**** DATASET ****

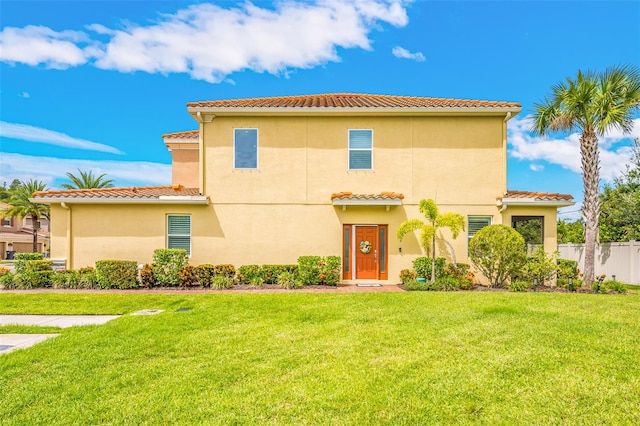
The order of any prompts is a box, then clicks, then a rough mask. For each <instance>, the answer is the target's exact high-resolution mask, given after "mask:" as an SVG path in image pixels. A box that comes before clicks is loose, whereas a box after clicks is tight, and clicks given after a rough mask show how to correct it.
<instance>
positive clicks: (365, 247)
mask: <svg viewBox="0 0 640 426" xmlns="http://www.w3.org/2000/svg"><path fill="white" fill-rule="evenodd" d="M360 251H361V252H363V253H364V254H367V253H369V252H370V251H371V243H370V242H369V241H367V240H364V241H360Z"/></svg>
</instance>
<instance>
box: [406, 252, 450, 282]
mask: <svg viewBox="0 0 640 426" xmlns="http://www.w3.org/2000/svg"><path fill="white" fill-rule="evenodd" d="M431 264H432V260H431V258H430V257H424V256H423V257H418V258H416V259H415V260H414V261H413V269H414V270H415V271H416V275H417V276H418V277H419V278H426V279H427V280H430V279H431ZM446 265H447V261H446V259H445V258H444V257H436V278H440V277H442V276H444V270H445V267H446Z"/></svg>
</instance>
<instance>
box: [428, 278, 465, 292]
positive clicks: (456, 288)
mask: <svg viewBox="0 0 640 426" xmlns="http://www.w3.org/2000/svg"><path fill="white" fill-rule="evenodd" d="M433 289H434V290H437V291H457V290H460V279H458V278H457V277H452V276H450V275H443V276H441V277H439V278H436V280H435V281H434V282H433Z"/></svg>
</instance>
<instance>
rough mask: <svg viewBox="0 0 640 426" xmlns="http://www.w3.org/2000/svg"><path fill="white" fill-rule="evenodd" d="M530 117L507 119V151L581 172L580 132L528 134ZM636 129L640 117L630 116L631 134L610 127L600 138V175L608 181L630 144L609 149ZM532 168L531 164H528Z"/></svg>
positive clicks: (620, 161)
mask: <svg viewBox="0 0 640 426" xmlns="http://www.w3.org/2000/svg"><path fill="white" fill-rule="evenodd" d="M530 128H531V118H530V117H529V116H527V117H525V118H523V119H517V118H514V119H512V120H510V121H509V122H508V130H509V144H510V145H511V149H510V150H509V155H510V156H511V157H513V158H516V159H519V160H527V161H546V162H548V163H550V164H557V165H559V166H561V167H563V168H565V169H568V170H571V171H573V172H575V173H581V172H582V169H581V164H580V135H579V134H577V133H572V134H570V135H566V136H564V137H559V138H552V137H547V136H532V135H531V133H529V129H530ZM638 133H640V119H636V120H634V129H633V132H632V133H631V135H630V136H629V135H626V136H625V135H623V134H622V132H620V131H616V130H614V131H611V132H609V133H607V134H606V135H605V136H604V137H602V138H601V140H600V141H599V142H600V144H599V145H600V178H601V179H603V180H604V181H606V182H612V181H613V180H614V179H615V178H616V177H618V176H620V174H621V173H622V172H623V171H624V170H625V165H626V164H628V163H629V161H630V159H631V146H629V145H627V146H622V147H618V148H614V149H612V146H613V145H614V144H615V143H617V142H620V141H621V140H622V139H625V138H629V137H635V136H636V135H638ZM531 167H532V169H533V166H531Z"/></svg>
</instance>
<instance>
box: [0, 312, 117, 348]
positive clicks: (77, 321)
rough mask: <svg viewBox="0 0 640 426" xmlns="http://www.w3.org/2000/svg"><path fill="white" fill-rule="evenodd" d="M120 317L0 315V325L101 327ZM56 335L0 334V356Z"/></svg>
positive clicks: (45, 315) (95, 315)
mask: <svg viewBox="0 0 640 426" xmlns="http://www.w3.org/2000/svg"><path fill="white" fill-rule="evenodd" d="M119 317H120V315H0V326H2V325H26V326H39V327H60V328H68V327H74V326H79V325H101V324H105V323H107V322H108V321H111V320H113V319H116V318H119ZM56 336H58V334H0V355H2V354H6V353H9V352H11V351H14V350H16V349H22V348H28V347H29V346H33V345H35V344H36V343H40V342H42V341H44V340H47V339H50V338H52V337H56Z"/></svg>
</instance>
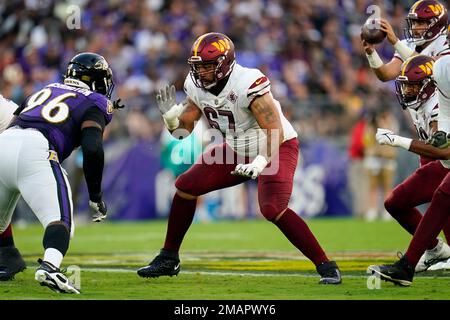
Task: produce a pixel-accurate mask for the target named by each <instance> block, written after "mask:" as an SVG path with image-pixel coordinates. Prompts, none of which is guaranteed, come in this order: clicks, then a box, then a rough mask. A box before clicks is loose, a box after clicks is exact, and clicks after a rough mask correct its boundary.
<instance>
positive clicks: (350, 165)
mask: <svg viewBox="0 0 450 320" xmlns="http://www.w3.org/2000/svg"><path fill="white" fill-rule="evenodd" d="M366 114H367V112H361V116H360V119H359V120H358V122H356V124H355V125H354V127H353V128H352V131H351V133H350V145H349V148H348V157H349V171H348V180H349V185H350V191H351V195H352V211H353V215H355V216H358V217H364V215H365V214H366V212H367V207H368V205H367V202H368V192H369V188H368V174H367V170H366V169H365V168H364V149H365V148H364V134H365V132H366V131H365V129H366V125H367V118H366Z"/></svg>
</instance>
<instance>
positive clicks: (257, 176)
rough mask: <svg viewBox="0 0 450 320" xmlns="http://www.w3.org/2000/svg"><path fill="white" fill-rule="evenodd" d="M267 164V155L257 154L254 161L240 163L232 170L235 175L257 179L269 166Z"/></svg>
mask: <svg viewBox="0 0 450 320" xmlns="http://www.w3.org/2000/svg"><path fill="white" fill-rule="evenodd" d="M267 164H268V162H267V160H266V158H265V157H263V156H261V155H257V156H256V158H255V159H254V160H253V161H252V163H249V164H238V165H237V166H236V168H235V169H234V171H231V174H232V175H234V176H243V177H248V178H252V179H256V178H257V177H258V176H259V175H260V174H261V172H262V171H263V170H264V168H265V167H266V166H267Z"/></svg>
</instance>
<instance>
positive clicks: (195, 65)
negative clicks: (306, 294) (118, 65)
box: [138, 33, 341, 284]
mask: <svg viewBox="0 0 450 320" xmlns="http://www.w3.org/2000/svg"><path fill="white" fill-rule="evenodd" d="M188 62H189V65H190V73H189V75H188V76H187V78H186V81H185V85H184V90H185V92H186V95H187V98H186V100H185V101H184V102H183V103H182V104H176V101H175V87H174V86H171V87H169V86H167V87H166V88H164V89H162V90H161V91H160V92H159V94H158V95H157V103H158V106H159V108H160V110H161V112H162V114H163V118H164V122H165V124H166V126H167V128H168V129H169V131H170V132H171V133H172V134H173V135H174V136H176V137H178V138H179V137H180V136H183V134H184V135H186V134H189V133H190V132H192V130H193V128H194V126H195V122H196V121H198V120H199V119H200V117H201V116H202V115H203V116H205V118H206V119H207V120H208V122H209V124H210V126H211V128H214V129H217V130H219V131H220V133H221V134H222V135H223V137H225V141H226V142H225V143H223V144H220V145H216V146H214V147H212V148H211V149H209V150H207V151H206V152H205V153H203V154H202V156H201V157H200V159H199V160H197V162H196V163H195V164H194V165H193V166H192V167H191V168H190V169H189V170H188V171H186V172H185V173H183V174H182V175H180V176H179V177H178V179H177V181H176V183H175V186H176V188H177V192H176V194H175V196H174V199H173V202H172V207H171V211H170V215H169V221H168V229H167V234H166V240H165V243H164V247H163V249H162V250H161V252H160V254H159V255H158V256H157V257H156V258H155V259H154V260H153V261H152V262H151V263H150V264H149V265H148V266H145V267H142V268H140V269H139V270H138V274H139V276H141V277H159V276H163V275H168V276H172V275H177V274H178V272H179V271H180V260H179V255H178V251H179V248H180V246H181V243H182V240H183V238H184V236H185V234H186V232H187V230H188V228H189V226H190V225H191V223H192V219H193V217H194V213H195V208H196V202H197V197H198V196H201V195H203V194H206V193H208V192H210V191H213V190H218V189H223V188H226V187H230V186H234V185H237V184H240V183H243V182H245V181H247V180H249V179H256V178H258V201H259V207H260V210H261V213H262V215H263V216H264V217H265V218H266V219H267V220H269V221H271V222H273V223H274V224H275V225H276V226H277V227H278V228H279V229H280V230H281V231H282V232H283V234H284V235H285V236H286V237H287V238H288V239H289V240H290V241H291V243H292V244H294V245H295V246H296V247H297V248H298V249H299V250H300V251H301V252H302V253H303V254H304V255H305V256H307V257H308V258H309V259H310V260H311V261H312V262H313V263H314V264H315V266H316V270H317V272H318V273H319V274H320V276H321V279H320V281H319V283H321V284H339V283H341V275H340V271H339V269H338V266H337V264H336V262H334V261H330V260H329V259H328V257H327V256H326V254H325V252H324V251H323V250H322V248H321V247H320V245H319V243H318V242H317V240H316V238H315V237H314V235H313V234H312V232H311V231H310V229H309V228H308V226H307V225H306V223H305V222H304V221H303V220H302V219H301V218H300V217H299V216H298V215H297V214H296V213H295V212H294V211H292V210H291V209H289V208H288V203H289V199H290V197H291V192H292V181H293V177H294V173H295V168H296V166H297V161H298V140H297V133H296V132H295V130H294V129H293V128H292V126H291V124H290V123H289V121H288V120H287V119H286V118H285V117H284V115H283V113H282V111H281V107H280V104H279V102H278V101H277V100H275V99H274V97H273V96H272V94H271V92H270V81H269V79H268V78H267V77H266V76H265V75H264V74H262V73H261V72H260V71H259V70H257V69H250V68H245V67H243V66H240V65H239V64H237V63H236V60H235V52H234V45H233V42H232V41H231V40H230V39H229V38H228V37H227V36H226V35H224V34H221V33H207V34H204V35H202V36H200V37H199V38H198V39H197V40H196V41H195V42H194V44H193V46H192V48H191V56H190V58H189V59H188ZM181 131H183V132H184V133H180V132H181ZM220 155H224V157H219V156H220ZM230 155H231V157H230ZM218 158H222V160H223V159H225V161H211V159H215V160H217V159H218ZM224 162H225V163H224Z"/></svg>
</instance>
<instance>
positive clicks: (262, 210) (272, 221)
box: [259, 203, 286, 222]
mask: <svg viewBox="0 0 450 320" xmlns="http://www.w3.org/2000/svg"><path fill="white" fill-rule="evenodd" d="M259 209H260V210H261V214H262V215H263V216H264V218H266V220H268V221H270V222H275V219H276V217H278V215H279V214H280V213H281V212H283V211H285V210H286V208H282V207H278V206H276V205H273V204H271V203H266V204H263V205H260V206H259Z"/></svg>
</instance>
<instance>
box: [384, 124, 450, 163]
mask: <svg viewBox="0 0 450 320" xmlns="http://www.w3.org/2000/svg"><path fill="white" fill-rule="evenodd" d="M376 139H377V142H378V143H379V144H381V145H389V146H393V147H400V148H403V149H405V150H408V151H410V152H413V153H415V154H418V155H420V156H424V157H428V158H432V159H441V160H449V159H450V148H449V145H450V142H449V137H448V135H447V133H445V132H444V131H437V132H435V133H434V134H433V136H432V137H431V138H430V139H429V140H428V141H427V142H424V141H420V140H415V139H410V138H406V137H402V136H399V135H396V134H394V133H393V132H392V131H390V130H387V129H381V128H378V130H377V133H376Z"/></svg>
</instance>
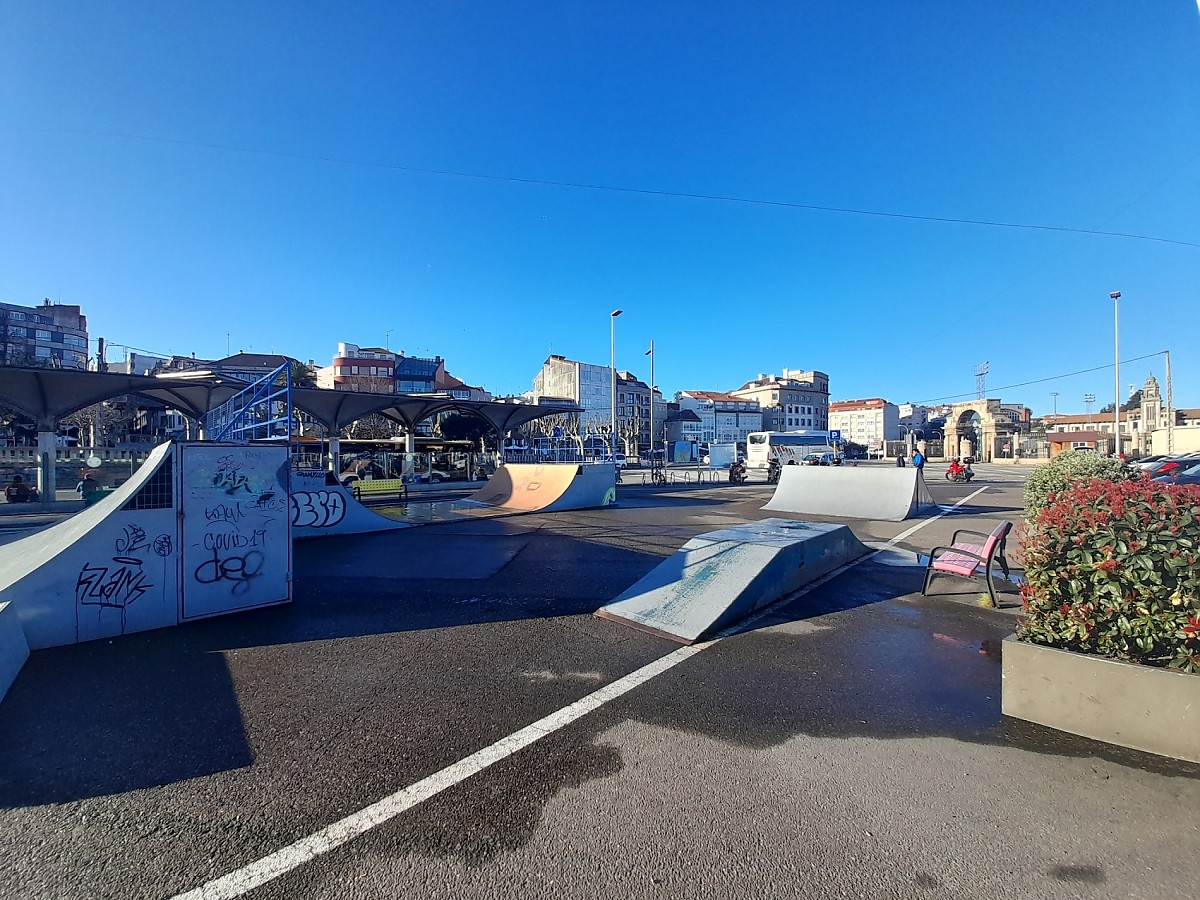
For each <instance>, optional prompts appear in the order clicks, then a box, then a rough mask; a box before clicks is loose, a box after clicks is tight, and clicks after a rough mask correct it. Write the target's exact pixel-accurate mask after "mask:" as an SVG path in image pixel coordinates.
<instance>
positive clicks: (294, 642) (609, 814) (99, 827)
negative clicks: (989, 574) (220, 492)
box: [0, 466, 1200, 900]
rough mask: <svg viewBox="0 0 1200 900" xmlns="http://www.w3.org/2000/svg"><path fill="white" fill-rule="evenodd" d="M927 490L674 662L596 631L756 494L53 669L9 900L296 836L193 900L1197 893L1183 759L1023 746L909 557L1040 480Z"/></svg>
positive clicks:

****

• [DIRECTIONS FOR THIS TASK]: Switch "clicks" to "points" in the rows from the start of the records through the line containing "positive clicks: (365, 247)", leaving all else unchanged. Leave out the pictures when you give these lines again.

• [RESPONSE TO THE TASK]:
The order of any prompts is a box, then points, then a rough mask. For each <instance>, the answer is the target's exact high-resolution mask, given after "mask:" as an SVG path in image pixels. A box that comes before points is loose, whereas a box after points is tight, and points given after a rough mask show how to correct it.
<instance>
positive points: (365, 247)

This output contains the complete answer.